● Task to complete
Reproduce exactly, from the data that follows, the line with "Target: white station wagon", the line with "Target: green foliage", and every line that lies between them.

● Data records
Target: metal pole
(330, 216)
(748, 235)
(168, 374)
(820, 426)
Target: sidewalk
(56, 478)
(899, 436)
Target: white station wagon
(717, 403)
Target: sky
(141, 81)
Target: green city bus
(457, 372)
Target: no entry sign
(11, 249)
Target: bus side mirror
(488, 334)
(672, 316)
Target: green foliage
==
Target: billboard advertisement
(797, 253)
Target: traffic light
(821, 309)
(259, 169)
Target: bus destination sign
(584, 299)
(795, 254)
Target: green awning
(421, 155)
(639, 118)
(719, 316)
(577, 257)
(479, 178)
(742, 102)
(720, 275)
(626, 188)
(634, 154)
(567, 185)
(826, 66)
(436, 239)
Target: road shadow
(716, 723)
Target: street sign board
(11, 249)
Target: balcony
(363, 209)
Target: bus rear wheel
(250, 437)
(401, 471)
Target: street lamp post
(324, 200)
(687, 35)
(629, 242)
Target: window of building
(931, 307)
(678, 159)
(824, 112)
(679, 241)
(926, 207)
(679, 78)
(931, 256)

● Expected output
Target: white station wagon
(717, 403)
Target: sky
(141, 81)
Target: green city bus
(457, 372)
Target: no entry sign
(11, 249)
Target: bus side mirror
(488, 334)
(672, 316)
Target: green foliage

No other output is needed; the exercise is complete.